- [REQUIRED WORK]:
Your task is to return the span of lines beginning at the one with "the green hedge" and ending at the last line of the data, exactly as it stands.

- [GIVEN ENTRIES]:
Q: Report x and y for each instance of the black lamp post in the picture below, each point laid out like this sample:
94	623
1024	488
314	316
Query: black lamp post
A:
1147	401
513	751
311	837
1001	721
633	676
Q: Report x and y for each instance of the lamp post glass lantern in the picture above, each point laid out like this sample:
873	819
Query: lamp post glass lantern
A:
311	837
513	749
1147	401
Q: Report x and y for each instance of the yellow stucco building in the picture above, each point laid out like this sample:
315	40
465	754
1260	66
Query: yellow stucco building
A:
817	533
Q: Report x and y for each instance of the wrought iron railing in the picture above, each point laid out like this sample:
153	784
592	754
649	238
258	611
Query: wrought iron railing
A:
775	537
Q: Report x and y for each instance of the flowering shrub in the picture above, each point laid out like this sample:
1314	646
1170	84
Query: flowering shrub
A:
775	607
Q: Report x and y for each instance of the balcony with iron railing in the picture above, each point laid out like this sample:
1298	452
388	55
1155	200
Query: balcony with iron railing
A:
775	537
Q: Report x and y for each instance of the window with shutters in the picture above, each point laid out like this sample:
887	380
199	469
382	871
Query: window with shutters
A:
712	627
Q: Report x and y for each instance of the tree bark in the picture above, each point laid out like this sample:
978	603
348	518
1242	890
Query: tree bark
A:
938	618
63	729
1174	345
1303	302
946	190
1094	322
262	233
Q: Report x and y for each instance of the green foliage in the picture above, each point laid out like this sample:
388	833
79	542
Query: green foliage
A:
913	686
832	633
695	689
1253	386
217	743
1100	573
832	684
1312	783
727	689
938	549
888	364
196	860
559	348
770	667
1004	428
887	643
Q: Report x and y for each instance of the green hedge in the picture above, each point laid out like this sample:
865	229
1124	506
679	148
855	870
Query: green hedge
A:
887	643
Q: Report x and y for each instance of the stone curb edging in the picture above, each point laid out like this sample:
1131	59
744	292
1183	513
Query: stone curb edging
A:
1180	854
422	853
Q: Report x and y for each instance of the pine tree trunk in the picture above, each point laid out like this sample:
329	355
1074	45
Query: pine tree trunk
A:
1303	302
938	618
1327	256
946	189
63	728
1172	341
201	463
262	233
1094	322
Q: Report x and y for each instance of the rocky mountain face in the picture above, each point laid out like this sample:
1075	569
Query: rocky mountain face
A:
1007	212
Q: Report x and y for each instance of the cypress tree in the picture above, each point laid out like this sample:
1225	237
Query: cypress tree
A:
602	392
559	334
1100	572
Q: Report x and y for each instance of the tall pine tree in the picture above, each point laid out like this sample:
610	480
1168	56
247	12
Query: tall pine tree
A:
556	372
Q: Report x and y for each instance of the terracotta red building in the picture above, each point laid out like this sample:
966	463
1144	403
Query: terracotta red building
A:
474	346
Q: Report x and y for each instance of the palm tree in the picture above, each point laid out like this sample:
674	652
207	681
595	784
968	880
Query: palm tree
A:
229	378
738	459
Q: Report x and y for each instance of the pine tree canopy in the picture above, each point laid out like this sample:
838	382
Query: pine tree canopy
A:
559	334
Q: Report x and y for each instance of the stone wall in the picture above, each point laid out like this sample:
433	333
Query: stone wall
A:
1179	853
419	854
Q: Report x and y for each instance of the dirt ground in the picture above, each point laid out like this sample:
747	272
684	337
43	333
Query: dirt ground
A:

- [EXERCISE RESPONSE]:
Q: Report x and y for each instance of the green hedge in the picture above, each point laid out like this sample:
865	229
1124	506
679	148
855	870
Query: green hedge
A:
887	643
Q: Report x and y for each instance of the stone curb edging in the picture above, each point laid out like this sample:
1131	59
744	292
1183	513
Query: stone curb edging
A:
1180	854
422	853
Q: Report x and y for each instance of the pine tree trunk in the picture above, each point laid out like this sample:
329	355
1074	45
Query: pine tree trunk
A:
1303	302
938	618
1327	256
946	189
63	728
1172	341
201	463
262	233
1094	322
Q: Report x and y for each instance of the rocky mountain face in the picture above, each point laid out like this sample:
1075	569
Query: rocky mountain face
A:
1007	212
Q: Report x and y for each instance of the cypress tree in the picture above, each point laid out like this sample:
1225	237
Query: cypress tree
A:
602	392
559	334
1100	572
Q: Report x and y for each instance of the tall pine tree in the picture above, each point laid out like this sample:
610	480
1168	56
247	12
Query: tall pine tree
A:
556	372
Q: Report x and y for each instance of the terracotta red building in the picture above, each point laid out like this sample:
966	463
1144	403
Query: terracotta red building
A:
474	346
Q: Report x and y for each instance of the palm tree in the picture above, each point laid out like this sample:
674	652
207	681
595	784
968	880
Query: palm tree
A:
229	378
738	459
Q: Report x and y for each instance of the pine tree canopy in the picture above, each point laid out like this sample:
838	382
Query: pine tree canopy
A:
559	334
Q: Report x and y for each instance of the stone wall in the picture above, each point laid out like this sample:
433	333
Query: stone wall
A:
1179	853
419	854
Q: Report x and y for each instance of the dirt ground in the picture above, each point laid out like this sample:
747	272
684	337
43	333
Query: dirt ground
A:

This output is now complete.